[DATA UNDER STUDY Boundary: Start]

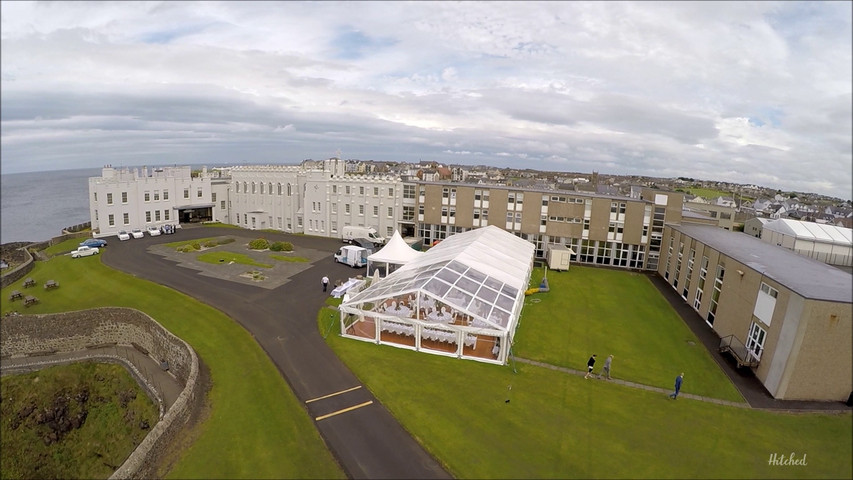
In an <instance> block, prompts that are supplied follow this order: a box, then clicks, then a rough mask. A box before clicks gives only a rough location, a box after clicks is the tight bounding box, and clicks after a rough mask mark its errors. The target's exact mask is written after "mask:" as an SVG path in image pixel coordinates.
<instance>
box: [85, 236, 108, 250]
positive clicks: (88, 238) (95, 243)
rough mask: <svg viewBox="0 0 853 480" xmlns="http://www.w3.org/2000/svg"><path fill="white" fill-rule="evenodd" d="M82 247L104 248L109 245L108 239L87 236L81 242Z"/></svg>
mask: <svg viewBox="0 0 853 480" xmlns="http://www.w3.org/2000/svg"><path fill="white" fill-rule="evenodd" d="M79 246H80V247H96V248H102V247H106V246H107V241H106V240H102V239H100V238H87V239H86V240H83V241H82V242H80V245H79Z"/></svg>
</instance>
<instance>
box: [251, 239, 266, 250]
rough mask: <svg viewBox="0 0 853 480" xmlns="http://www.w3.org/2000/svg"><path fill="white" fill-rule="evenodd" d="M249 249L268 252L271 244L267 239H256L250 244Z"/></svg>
mask: <svg viewBox="0 0 853 480" xmlns="http://www.w3.org/2000/svg"><path fill="white" fill-rule="evenodd" d="M249 248H251V249H252V250H266V249H268V248H270V242H269V241H268V240H267V239H265V238H256V239H255V240H252V241H251V242H249Z"/></svg>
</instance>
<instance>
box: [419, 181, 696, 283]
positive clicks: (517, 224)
mask: <svg viewBox="0 0 853 480" xmlns="http://www.w3.org/2000/svg"><path fill="white" fill-rule="evenodd" d="M417 188H418V198H417V208H418V213H417V225H418V236H420V237H423V239H424V244H426V245H432V244H434V243H435V242H438V241H441V240H443V239H444V238H447V237H448V236H449V235H452V234H454V233H457V232H464V231H467V230H470V229H472V228H478V227H484V226H486V225H495V226H498V227H500V228H502V229H505V230H507V231H509V232H512V233H514V234H515V235H517V236H519V237H521V238H524V239H525V240H528V241H530V242H531V243H533V244H534V245H535V246H536V253H535V256H536V257H537V258H544V257H545V251H546V247H547V245H548V244H562V245H567V246H568V247H570V248H571V249H572V250H573V251H574V252H576V254H575V255H574V257H573V258H572V261H576V262H580V263H591V264H598V265H612V266H617V267H627V268H633V269H652V270H655V269H657V259H658V257H659V252H660V241H661V239H662V237H663V228H664V223H665V222H675V223H679V222H680V221H681V213H682V203H683V195H682V194H681V193H678V192H661V191H656V190H652V189H643V190H642V192H641V193H640V198H630V197H616V196H608V195H597V194H594V193H587V192H570V193H568V192H566V193H564V192H560V191H554V190H544V189H533V188H518V187H507V186H495V185H468V184H458V183H451V182H448V183H440V182H421V183H419V184H418V185H417Z"/></svg>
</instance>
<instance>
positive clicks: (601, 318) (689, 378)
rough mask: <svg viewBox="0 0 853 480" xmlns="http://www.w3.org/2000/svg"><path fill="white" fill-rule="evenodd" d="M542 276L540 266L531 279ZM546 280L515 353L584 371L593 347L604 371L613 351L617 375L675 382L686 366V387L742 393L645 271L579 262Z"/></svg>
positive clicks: (660, 382) (637, 377)
mask: <svg viewBox="0 0 853 480" xmlns="http://www.w3.org/2000/svg"><path fill="white" fill-rule="evenodd" d="M542 276H543V271H542V269H536V270H534V272H533V274H532V276H531V279H530V280H531V281H530V285H531V287H533V286H539V282H540V281H541V280H542ZM548 284H549V286H550V287H551V291H550V292H547V293H535V294H533V295H530V296H528V297H527V298H526V301H525V305H524V309H523V310H522V318H521V321H520V322H519V325H520V326H519V328H518V329H517V330H516V332H517V335H516V337H515V345H514V347H513V353H514V354H515V355H516V356H519V357H522V358H529V359H531V360H538V361H541V362H545V363H548V364H551V365H559V366H562V367H567V368H572V369H575V370H581V371H586V361H587V360H588V359H589V356H590V355H592V354H593V353H595V354H597V355H598V357H597V359H598V360H597V362H596V369H595V372H596V373H598V372H599V371H600V370H601V366H602V365H603V364H604V360H605V358H607V355H610V354H613V365H612V367H611V376H613V377H614V378H621V379H625V380H630V381H632V382H637V383H642V384H645V385H654V386H659V387H664V388H670V387H671V386H672V385H671V384H672V383H674V380H675V377H676V375H678V374H679V373H681V372H684V378H685V380H684V385H683V387H682V391H683V392H685V393H695V394H697V395H703V396H708V397H714V398H720V399H723V400H731V401H735V402H742V401H744V399H743V397H742V396H741V395H740V393H738V391H737V389H735V388H734V386H732V384H731V382H730V381H729V379H728V377H726V375H725V374H724V373H723V372H722V371H721V370H720V369H719V367H718V366H717V364H716V362H715V361H714V359H713V358H711V356H710V354H709V353H708V351H707V350H706V349H705V347H704V346H703V345H702V343H701V342H700V341H699V339H698V338H696V336H695V335H694V334H693V332H692V331H691V330H690V328H688V327H687V325H685V324H684V322H683V321H682V320H681V318H680V317H679V316H678V314H677V313H676V312H675V310H673V308H672V307H671V306H670V305H669V303H668V302H667V301H666V299H665V298H664V297H663V296H662V295H661V294H660V293H659V292H658V290H657V288H655V286H654V285H653V284H652V283H651V281H650V280H649V279H648V277H647V276H646V275H643V274H636V273H630V272H624V271H618V270H607V269H599V268H591V267H582V266H577V265H575V266H572V267H571V269H570V270H568V271H565V272H555V271H549V272H548ZM617 299H619V300H617Z"/></svg>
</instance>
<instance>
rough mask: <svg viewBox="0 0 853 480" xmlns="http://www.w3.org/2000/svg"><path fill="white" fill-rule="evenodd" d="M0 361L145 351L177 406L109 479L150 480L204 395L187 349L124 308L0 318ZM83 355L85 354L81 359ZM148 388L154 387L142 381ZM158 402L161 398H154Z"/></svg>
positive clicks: (191, 415) (188, 419)
mask: <svg viewBox="0 0 853 480" xmlns="http://www.w3.org/2000/svg"><path fill="white" fill-rule="evenodd" d="M0 339H2V341H0V357H2V358H4V359H6V358H19V357H26V356H41V355H49V354H51V353H68V352H83V353H84V354H85V350H86V349H88V348H92V347H96V346H103V345H116V344H118V345H133V346H135V347H136V348H137V349H140V347H141V349H144V350H147V351H148V355H149V356H151V358H153V359H154V360H156V361H157V362H161V361H166V362H168V363H169V370H170V371H171V372H172V373H173V374H174V375H175V377H176V378H177V379H178V380H179V381H180V382H181V384H183V385H184V389H183V390H182V391H181V393H180V395H179V396H178V399H177V401H175V403H174V404H173V405H172V406H171V408H169V410H168V411H166V412H165V414H164V415H163V416H162V418H161V420H160V421H159V422H158V423H157V424H156V425H155V426H154V428H152V429H151V432H150V433H149V434H148V435H147V436H146V437H145V439H144V440H143V441H142V442H141V443H140V444H139V446H137V448H136V449H135V450H134V451H133V453H132V454H131V455H130V456H129V457H128V458H127V460H126V461H125V462H124V463H123V464H122V466H121V467H119V469H118V470H116V471H115V472H114V473H113V475H112V476H111V477H110V478H117V479H118V478H140V479H142V478H153V477H154V476H156V469H157V465H158V460H159V459H160V458H162V457H163V454H164V453H165V451H166V449H167V448H169V445H170V444H171V443H172V441H173V440H174V439H175V437H176V436H177V435H178V434H179V432H180V431H181V429H182V428H183V426H184V425H185V424H186V423H187V422H188V421H189V420H190V419H191V418H194V417H196V416H197V414H198V412H197V411H195V410H196V409H198V408H199V407H200V405H201V401H200V400H201V398H200V397H202V396H203V395H204V391H203V389H202V388H201V382H199V360H198V357H197V356H196V354H195V352H194V351H193V349H192V348H191V347H190V346H189V345H188V344H187V343H186V342H184V341H183V340H181V339H180V338H178V337H176V336H174V335H172V334H171V333H170V332H169V331H168V330H166V329H165V328H163V326H162V325H160V324H159V323H157V322H156V321H155V320H154V319H152V318H151V317H149V316H148V315H146V314H144V313H142V312H140V311H138V310H134V309H129V308H99V309H93V310H84V311H79V312H68V313H59V314H52V315H13V316H7V317H3V318H2V319H0ZM84 356H85V355H84ZM133 370H135V371H132V373H133V374H134V376H142V377H143V380H144V381H145V383H146V384H147V386H148V387H149V388H154V386H155V385H156V382H154V381H152V379H151V378H144V376H145V373H144V372H140V371H139V370H137V369H133ZM159 396H160V397H162V395H159Z"/></svg>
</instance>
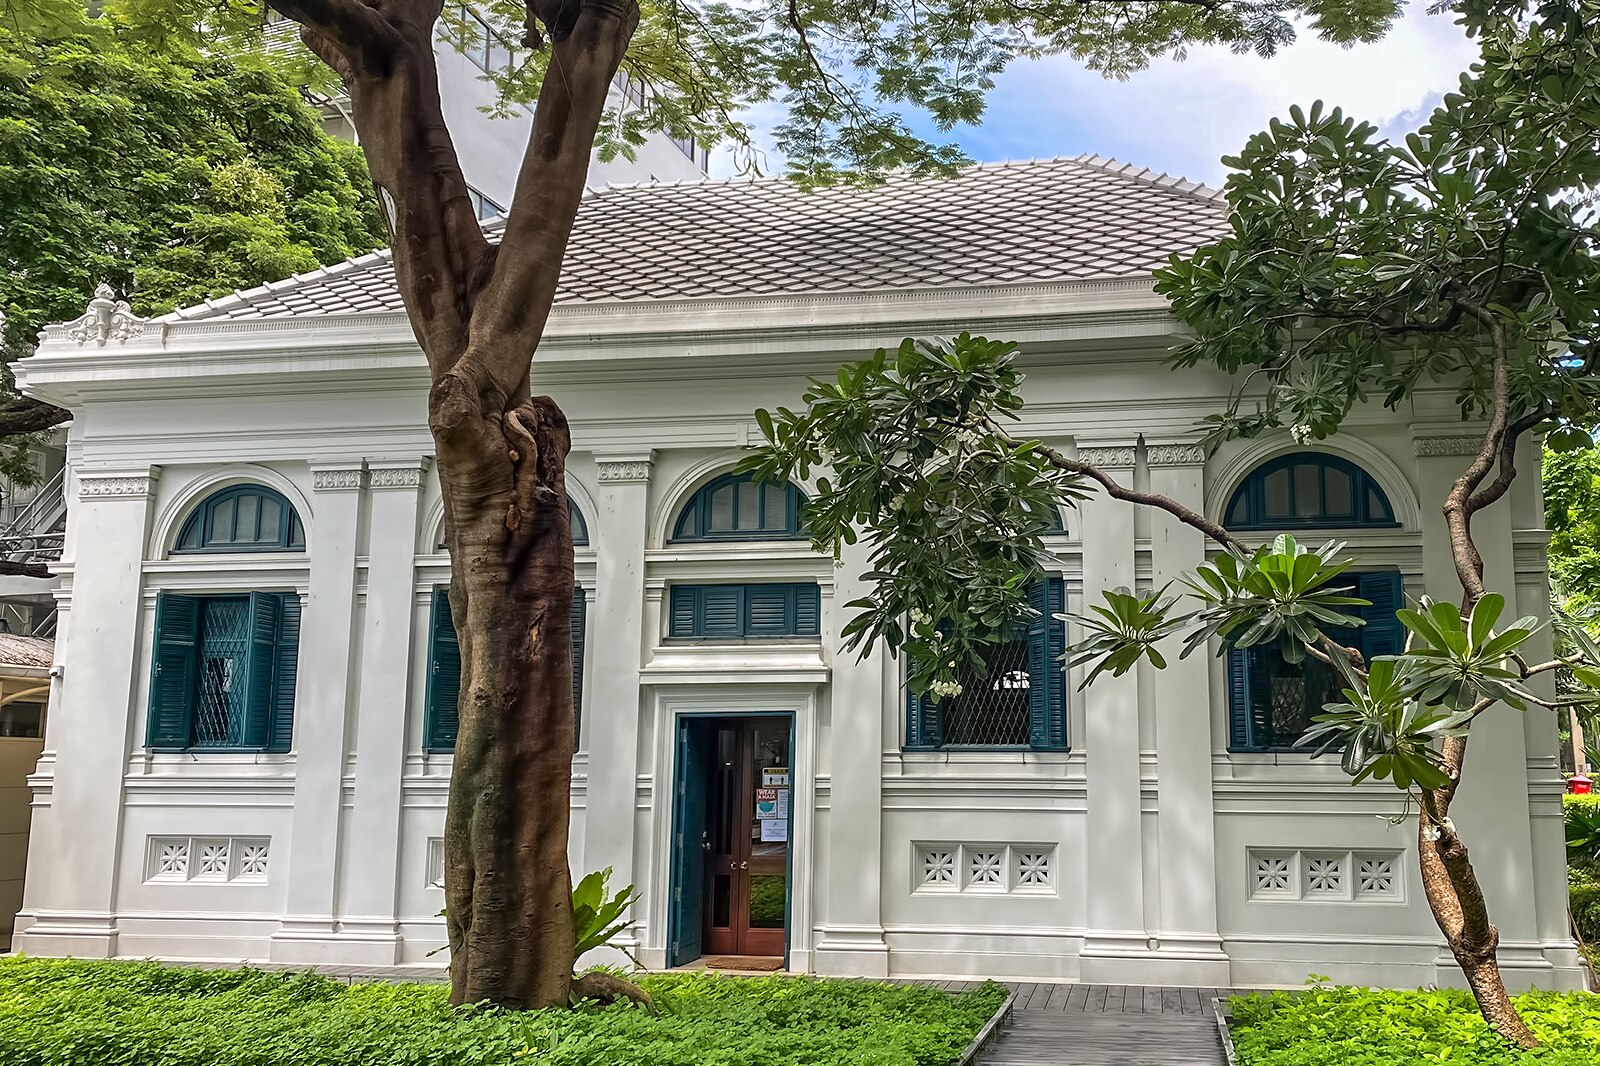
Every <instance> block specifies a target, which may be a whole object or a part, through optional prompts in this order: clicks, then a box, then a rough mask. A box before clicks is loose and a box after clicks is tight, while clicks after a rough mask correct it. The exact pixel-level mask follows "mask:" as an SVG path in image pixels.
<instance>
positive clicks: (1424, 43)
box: [768, 3, 1477, 186]
mask: <svg viewBox="0 0 1600 1066" xmlns="http://www.w3.org/2000/svg"><path fill="white" fill-rule="evenodd" d="M1475 54H1477V48H1475V46H1474V45H1472V43H1470V42H1467V38H1466V37H1464V35H1462V32H1461V29H1459V27H1456V26H1454V22H1453V21H1451V16H1448V14H1445V16H1430V14H1427V11H1426V3H1413V5H1411V6H1410V8H1408V11H1406V14H1405V18H1403V19H1400V21H1398V22H1397V24H1395V26H1394V29H1392V30H1390V32H1389V35H1387V37H1386V38H1384V40H1382V42H1379V43H1376V45H1357V46H1355V48H1349V50H1346V48H1339V46H1338V45H1328V43H1323V42H1320V40H1317V38H1315V37H1314V35H1310V37H1301V40H1298V42H1296V43H1294V45H1293V46H1290V48H1286V50H1283V51H1280V53H1278V54H1277V56H1274V58H1272V59H1261V58H1258V56H1235V54H1232V53H1230V51H1227V50H1226V48H1197V50H1192V51H1190V54H1189V58H1187V59H1184V61H1173V59H1163V61H1158V62H1155V64H1152V67H1150V69H1147V70H1142V72H1139V74H1134V75H1133V77H1130V78H1128V80H1126V82H1110V80H1106V78H1102V77H1101V75H1098V74H1091V72H1088V70H1085V69H1083V67H1080V66H1078V64H1075V62H1074V61H1070V59H1066V58H1053V59H1042V61H1029V62H1018V64H1013V66H1011V67H1010V69H1008V70H1006V74H1003V75H1002V77H1000V78H998V82H997V85H995V88H994V90H992V93H990V96H989V110H987V115H986V118H984V122H982V125H981V126H963V128H958V130H955V131H952V133H947V134H941V133H939V131H936V130H933V128H931V125H928V126H925V128H920V130H918V131H922V133H925V136H928V138H930V139H936V141H941V142H947V141H950V139H954V141H955V142H958V144H960V146H962V147H963V149H965V150H966V154H968V155H970V157H971V158H974V160H979V162H1000V160H1016V158H1051V157H1058V155H1078V154H1082V152H1091V154H1099V155H1110V157H1115V158H1117V160H1122V162H1128V163H1136V165H1139V166H1149V168H1150V170H1155V171H1166V173H1170V174H1181V176H1184V178H1190V179H1194V181H1203V182H1206V184H1213V186H1221V182H1222V178H1224V176H1226V170H1224V166H1222V163H1221V157H1222V155H1226V154H1232V152H1237V150H1238V149H1242V147H1243V146H1245V141H1246V139H1248V138H1250V134H1253V133H1256V131H1259V130H1264V128H1266V126H1267V123H1269V122H1270V120H1272V118H1274V117H1275V115H1283V114H1286V112H1288V109H1290V106H1291V104H1302V106H1306V104H1310V102H1312V101H1315V99H1323V101H1326V102H1328V104H1330V106H1341V107H1344V109H1346V112H1347V114H1352V115H1355V117H1358V118H1363V120H1366V122H1373V123H1376V125H1378V126H1379V128H1381V130H1382V131H1384V133H1387V134H1397V133H1406V131H1410V130H1413V128H1416V126H1418V125H1419V122H1421V118H1422V117H1426V115H1427V112H1429V110H1432V109H1434V106H1437V104H1438V99H1440V96H1442V94H1443V93H1445V91H1448V90H1453V88H1454V86H1456V80H1458V78H1459V75H1461V72H1462V70H1466V67H1467V66H1469V64H1470V62H1472V59H1474V58H1475ZM768 162H770V163H771V162H776V160H774V158H771V157H770V160H768Z"/></svg>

[DATA UNDER STUDY Boundary: End]

- **INSTRUCTIONS FOR THE TASK**: Gather every line from the records above that contains the string "order", and copy each one.

- **TASK OUTPUT**:
In an <instance> block, prompts that are supplied follow this order: a box, then clicks, then a rough mask. A box before clicks gives only a rough location, a box after clicks is the tight bounding box, and clicks after a rough mask mark its errors. The target's exact mask is written after "mask:" as an SVG path in image pixel coordinates.
Every <instance> block specifies a target, which may be a whole object or a part, through optional prompts in this order: clicks, then a box, then a rough mask. A box before clicks is loose and a box after clicks is tight, while clicks after a rough mask correct it. The exact pixel-level mask follows "mask:" as an SVG path in image pixels.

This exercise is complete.